■ **Problem requirements**
Nothing other than the lines from the one containing "Annotation guideline. For every instance of the woman's bare" through the close of the entries below should be printed, each exactly.

■ **Excerpts from point annotation data**
* * * *

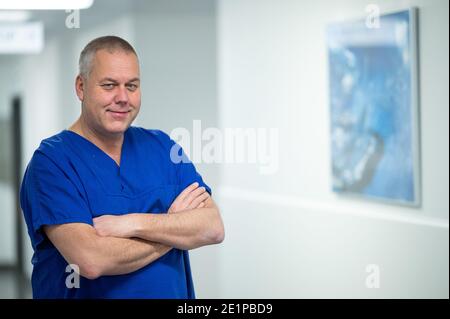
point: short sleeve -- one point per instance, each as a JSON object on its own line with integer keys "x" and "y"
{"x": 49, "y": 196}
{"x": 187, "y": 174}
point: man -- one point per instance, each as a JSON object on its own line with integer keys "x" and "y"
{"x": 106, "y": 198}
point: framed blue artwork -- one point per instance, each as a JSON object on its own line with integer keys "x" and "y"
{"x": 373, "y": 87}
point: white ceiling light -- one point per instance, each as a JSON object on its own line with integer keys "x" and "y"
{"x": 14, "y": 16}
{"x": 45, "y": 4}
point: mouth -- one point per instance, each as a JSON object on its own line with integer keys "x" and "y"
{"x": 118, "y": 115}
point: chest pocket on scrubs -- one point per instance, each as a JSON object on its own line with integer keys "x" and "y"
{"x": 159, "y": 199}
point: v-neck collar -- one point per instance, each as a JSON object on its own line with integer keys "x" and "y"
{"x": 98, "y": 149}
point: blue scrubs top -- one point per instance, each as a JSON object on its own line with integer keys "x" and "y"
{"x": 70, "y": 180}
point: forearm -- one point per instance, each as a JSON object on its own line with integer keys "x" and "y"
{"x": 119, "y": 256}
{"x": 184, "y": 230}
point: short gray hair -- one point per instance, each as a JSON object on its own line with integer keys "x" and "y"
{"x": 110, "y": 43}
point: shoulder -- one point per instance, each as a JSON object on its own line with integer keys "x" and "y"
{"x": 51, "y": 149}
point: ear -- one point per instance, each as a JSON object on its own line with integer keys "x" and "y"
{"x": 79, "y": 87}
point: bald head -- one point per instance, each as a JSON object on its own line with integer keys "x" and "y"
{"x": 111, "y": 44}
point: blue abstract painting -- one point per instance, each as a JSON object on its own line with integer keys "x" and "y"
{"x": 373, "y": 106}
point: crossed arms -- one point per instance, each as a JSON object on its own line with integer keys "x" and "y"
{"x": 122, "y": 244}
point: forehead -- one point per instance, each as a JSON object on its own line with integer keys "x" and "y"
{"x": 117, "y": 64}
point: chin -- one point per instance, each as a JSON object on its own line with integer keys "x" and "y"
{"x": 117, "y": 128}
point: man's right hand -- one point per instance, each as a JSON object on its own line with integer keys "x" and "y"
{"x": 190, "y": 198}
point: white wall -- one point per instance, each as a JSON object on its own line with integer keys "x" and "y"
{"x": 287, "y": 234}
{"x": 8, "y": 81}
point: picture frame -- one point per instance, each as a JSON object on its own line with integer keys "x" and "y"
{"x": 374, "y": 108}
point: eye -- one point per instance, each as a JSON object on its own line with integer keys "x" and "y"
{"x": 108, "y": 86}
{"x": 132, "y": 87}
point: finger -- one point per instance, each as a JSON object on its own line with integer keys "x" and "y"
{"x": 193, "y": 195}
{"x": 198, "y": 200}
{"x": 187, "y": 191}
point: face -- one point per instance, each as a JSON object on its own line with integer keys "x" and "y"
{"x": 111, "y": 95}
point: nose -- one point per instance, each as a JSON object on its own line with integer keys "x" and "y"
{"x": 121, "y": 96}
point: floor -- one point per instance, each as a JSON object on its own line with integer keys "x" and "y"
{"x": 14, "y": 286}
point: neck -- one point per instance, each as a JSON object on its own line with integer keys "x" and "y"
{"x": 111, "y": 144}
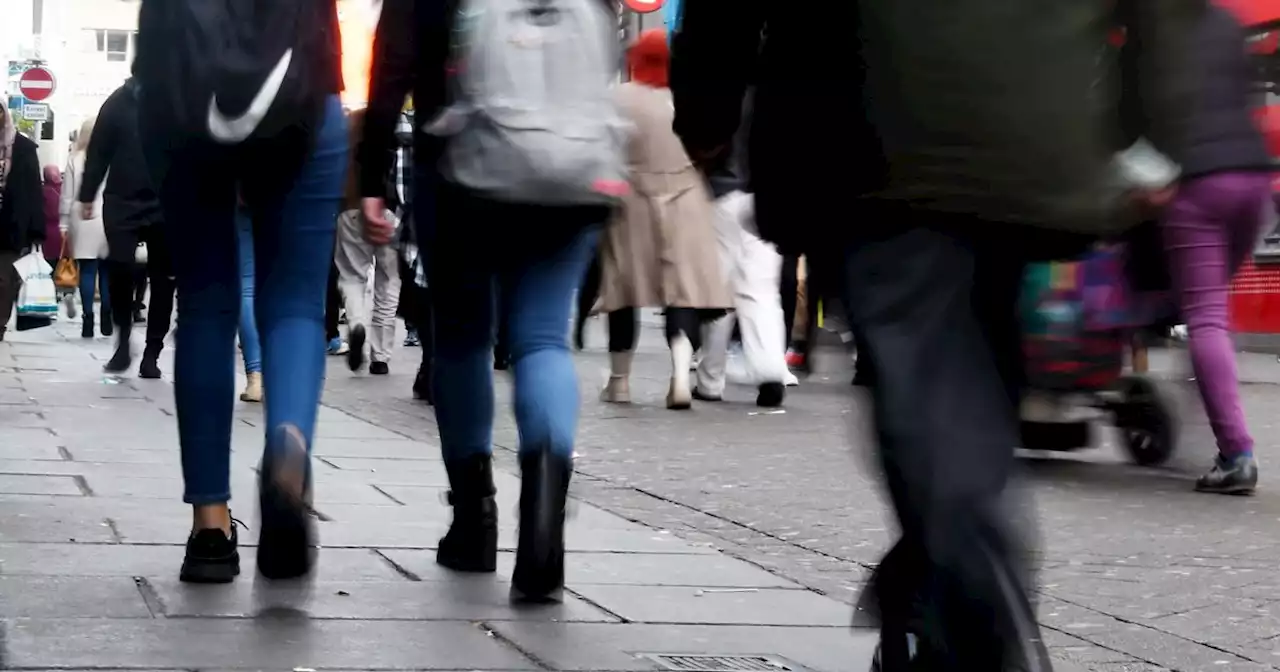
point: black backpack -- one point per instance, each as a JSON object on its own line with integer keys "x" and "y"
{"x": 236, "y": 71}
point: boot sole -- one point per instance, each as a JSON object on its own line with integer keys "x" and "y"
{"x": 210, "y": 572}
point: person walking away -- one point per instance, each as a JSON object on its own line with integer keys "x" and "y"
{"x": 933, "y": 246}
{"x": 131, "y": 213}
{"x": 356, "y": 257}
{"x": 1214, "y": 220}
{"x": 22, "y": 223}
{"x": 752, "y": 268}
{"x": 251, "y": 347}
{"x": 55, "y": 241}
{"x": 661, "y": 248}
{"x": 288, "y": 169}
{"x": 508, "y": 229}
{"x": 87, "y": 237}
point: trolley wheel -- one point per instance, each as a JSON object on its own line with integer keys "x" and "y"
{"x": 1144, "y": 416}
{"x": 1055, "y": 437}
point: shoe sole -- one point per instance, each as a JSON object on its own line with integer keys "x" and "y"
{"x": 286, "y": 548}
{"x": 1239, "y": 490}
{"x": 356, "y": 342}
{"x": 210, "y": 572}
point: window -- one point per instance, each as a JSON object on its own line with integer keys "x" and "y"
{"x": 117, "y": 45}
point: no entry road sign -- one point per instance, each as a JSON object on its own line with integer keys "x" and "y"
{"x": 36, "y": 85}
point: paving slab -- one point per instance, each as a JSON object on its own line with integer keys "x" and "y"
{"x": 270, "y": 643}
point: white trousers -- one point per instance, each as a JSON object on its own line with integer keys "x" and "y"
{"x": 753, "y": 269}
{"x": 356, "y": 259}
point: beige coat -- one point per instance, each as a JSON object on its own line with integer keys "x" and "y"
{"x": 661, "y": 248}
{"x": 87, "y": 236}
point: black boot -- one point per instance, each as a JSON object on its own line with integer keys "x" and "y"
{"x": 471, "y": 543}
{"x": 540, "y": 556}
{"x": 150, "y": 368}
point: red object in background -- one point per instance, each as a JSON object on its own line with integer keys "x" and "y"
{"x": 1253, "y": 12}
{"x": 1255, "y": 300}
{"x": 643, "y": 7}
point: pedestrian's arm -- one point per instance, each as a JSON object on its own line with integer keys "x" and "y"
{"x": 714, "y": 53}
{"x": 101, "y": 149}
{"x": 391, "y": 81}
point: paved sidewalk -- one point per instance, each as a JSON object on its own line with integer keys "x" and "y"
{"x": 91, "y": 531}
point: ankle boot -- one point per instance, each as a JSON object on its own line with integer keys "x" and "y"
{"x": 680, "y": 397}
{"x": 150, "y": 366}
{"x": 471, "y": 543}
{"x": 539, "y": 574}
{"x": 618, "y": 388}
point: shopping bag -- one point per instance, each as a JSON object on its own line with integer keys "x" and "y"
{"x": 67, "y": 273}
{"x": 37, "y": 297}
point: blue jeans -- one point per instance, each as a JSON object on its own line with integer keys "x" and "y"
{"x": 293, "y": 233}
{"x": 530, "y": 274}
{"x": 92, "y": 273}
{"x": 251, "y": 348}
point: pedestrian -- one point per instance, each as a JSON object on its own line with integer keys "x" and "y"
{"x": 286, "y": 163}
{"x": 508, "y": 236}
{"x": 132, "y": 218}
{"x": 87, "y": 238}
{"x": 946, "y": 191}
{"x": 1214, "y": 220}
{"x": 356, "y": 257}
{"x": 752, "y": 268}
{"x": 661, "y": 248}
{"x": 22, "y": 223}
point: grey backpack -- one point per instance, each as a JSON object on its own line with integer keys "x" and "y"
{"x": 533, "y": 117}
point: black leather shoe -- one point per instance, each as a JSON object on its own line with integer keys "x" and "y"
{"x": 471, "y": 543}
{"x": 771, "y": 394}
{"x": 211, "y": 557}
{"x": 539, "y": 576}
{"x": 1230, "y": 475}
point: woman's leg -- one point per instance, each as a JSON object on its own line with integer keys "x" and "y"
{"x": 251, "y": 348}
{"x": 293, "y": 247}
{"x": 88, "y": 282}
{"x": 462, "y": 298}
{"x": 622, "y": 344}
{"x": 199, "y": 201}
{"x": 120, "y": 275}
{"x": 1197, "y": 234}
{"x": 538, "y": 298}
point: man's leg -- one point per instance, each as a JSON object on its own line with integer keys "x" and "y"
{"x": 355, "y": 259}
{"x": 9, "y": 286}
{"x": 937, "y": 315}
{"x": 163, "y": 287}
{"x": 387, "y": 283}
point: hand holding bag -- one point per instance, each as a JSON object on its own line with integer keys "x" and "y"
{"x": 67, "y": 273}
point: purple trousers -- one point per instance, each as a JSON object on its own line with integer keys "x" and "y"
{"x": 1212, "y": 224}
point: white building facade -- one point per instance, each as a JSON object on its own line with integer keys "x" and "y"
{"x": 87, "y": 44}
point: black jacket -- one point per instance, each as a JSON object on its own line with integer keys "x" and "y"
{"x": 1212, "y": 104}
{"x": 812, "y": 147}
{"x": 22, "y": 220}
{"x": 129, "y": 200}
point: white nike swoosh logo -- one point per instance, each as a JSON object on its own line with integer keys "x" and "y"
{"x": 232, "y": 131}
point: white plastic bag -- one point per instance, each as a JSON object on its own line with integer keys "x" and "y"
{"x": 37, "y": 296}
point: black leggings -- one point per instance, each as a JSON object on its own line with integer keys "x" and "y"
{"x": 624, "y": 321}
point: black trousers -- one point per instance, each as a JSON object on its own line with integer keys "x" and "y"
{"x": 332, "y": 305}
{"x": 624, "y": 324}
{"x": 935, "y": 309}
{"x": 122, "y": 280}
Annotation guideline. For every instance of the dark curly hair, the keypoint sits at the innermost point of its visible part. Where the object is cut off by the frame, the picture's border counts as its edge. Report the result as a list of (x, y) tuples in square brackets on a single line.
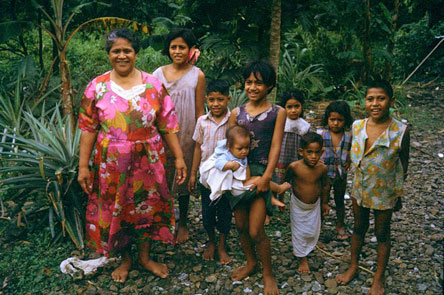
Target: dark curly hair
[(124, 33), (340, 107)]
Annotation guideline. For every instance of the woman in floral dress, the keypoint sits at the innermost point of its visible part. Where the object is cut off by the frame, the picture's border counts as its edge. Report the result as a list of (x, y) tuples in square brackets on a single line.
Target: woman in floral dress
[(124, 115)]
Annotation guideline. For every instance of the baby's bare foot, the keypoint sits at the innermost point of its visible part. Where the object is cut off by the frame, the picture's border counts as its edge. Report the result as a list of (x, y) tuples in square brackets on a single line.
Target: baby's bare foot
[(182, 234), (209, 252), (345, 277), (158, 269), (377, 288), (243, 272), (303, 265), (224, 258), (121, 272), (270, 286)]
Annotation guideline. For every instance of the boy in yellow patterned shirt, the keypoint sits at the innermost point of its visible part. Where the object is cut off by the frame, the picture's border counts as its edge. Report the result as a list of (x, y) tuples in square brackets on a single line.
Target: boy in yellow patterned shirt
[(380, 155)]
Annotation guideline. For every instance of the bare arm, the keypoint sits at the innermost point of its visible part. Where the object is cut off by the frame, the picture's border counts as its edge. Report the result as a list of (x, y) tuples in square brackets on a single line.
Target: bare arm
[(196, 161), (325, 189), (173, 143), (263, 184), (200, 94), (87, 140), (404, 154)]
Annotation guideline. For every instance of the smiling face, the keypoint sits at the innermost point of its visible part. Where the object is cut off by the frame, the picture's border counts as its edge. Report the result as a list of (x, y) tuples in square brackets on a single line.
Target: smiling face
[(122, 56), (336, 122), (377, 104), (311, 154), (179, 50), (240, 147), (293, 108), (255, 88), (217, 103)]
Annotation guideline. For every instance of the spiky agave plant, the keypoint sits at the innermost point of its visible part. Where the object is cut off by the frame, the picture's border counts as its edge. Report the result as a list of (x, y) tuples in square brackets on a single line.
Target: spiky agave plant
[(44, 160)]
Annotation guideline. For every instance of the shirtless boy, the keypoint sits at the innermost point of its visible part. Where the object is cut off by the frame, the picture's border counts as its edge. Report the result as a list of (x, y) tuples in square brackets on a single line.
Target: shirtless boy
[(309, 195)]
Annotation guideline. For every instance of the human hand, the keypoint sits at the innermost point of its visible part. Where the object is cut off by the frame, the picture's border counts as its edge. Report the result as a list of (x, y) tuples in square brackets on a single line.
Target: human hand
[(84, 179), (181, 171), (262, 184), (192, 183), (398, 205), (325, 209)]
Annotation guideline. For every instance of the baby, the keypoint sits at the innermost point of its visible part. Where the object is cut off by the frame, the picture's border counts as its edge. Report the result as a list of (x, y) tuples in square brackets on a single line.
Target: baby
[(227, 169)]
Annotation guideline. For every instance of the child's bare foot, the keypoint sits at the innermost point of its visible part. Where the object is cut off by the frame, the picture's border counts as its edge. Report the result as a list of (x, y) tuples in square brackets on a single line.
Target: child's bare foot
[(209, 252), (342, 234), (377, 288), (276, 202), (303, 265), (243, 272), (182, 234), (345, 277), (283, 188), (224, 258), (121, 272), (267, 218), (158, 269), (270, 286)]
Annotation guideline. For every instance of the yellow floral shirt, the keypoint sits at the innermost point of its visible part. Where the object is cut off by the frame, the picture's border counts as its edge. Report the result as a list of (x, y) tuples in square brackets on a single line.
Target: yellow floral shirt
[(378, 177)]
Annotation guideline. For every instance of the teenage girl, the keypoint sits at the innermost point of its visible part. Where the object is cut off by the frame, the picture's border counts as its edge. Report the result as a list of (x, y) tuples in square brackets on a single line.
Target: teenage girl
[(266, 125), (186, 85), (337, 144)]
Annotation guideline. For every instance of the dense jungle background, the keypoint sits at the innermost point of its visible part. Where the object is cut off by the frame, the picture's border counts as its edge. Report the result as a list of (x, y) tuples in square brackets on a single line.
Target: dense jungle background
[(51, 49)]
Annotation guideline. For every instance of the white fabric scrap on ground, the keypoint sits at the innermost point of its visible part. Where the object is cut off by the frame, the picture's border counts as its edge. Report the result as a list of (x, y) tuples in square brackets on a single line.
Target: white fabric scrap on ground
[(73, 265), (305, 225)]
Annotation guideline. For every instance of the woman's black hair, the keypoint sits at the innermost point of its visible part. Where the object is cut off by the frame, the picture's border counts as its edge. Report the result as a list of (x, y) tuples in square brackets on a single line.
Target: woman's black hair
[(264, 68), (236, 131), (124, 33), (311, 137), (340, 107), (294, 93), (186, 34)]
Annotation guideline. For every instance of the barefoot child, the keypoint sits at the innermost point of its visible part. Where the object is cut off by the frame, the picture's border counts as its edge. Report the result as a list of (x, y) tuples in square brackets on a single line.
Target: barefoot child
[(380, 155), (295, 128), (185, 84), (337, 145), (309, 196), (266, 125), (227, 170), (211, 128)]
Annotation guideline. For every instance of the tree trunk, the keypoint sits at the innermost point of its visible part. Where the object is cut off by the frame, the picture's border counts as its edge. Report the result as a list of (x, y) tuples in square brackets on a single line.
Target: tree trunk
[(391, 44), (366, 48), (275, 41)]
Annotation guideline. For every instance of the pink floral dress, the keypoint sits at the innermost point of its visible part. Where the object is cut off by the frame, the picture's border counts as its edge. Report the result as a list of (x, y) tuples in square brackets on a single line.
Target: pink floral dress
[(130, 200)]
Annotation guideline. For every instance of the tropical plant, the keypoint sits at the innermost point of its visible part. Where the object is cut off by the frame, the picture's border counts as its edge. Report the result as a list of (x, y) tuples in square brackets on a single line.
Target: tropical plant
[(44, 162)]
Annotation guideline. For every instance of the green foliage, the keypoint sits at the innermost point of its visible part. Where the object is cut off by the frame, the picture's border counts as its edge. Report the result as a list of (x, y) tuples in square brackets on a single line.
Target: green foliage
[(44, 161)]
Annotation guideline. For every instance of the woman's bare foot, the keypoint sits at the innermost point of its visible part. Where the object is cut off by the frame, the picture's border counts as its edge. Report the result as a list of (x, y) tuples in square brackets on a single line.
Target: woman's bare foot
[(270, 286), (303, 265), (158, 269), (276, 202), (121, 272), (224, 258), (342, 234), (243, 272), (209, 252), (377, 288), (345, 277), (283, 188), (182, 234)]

* * * *

■ **Solution for this exercise**
Annotation guideline. For every instance of the woman's bare foot, the keypoint sits at the innermost point of its visible part. Where the object is cut off by the frame, the picture's border counts as its edge. Report the result as a list of (x, y) tuples in square brackets on a single line.
Target: woman's bare foot
[(270, 286), (303, 265), (158, 269), (276, 202), (121, 272), (224, 258), (342, 234), (243, 272), (209, 252), (377, 288), (345, 277), (283, 188), (182, 234)]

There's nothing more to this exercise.